_EXERCISE GOAL_: Return, without any change, the part of the rows below that opens with the line containing "point: face -- for" and closes with the line containing "column 200, row 287", both of those lines included.

_Lines of data_:
***

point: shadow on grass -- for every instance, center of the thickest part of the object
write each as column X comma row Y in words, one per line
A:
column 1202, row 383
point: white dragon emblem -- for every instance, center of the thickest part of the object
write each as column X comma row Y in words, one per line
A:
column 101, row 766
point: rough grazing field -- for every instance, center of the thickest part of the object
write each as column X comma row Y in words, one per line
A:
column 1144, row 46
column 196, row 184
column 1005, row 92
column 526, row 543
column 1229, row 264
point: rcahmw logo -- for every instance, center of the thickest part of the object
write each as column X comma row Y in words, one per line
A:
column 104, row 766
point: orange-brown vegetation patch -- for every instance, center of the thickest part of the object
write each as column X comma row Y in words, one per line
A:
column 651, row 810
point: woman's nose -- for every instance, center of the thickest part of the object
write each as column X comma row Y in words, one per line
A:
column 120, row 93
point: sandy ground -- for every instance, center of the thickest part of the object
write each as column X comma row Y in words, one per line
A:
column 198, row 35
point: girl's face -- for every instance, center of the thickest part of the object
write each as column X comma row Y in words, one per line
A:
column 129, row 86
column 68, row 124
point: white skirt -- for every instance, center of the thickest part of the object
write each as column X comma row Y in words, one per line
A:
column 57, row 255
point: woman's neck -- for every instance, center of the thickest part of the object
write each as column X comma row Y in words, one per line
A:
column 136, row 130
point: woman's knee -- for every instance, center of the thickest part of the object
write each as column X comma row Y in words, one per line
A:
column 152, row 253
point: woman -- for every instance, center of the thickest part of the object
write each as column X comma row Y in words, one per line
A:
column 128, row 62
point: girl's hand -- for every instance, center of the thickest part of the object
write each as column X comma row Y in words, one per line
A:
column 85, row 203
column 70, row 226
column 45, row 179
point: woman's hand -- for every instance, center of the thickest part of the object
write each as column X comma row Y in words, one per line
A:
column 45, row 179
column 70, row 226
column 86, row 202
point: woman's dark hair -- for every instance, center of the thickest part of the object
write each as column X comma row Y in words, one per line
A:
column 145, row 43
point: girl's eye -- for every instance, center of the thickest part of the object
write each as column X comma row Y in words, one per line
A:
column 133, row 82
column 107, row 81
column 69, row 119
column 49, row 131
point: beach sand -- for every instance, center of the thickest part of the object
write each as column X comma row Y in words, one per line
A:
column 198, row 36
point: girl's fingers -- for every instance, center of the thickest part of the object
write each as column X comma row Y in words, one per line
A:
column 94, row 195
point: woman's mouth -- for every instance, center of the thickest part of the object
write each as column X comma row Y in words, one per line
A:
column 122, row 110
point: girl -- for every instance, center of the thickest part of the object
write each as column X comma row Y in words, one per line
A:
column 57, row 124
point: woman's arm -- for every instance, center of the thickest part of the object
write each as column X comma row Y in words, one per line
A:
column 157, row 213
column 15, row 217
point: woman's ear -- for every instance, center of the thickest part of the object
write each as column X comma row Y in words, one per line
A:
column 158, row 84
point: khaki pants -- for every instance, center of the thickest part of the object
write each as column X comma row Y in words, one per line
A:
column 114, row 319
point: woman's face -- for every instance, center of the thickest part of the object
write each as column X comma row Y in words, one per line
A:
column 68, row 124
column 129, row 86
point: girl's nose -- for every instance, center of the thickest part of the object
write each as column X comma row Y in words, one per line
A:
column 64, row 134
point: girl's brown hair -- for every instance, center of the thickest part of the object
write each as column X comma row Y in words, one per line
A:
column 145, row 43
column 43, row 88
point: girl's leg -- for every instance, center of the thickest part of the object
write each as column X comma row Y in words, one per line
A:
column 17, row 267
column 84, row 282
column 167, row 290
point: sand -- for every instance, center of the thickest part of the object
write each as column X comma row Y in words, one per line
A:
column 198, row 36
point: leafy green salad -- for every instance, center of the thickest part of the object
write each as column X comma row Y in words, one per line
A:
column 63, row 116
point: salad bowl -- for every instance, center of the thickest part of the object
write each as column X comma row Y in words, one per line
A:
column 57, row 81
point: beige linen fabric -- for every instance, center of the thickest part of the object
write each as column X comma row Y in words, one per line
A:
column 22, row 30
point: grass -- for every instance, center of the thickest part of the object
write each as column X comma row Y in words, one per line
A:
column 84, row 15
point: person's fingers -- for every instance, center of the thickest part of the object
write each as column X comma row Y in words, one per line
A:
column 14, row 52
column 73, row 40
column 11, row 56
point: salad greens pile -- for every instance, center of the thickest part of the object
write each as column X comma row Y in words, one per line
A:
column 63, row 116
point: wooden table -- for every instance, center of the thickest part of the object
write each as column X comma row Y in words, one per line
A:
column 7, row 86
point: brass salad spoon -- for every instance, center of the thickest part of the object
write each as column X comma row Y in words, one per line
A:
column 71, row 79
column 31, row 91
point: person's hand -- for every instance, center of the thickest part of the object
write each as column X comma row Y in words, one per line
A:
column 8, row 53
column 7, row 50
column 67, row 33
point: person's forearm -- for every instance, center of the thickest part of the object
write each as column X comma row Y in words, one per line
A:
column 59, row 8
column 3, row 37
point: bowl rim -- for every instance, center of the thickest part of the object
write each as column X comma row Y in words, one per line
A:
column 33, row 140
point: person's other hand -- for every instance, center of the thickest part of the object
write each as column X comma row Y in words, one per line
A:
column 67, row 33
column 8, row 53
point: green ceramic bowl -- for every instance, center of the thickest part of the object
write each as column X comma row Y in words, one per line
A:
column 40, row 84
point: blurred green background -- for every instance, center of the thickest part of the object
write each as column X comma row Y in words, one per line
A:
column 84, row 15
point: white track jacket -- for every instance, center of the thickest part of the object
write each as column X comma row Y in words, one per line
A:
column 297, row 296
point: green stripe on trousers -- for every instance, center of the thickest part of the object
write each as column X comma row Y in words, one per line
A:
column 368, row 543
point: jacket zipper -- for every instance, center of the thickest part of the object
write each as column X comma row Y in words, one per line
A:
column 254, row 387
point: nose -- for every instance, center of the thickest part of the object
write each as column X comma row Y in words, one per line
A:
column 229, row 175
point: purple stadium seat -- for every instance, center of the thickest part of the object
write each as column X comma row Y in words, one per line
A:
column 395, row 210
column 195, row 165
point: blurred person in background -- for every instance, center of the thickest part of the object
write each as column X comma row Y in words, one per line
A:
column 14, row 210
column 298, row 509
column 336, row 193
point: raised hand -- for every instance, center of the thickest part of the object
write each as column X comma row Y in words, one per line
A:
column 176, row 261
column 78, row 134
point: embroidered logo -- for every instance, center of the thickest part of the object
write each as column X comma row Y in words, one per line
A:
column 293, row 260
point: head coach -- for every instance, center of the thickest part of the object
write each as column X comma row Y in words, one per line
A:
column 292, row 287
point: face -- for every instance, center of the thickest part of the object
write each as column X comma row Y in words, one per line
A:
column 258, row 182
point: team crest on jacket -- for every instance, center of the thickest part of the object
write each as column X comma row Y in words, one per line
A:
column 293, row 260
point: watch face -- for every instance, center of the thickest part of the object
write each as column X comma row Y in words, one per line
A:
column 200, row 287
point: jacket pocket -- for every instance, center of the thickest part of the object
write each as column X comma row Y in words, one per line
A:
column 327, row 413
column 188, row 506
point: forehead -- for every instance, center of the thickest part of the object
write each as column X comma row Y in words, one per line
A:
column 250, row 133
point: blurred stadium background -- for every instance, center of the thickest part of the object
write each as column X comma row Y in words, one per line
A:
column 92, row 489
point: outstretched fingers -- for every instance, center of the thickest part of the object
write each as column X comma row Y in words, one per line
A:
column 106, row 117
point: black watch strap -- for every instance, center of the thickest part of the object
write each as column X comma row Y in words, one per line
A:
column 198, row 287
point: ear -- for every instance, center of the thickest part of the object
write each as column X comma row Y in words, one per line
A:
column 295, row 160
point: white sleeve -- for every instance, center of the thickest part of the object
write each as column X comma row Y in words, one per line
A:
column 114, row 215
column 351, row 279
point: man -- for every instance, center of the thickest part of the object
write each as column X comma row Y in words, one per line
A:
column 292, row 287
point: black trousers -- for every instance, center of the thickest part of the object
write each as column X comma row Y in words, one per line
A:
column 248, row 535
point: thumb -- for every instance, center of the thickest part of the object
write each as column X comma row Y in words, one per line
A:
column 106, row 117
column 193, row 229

***

_RESULT_:
point: face -- for every instance, center of the thickest part of the object
write each as column X comma row Y in words, one per line
A:
column 258, row 182
point: team crest on jacket -- for every instance, center of the thickest part of the object
write each as column X comma row Y in words, one per line
A:
column 293, row 260
point: watch face -- for every instance, center of the thickest part of the object
write each as column X comma row Y in words, one per line
A:
column 200, row 287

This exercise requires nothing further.